» **YOUR TASK**: Tally the lines below that contain the string "detection". Reply with only the number.

» **SUPPLIED RECORDS**:
▶
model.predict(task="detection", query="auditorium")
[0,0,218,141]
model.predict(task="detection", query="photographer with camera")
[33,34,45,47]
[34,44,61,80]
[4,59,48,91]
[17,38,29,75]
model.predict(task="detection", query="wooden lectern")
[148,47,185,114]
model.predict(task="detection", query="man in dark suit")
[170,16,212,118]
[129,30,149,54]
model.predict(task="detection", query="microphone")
◀
▶
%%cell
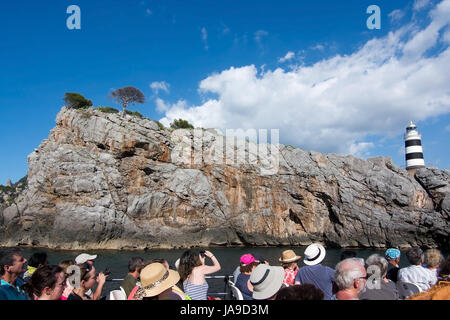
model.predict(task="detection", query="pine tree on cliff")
◀
» **IN RESPONSE**: 6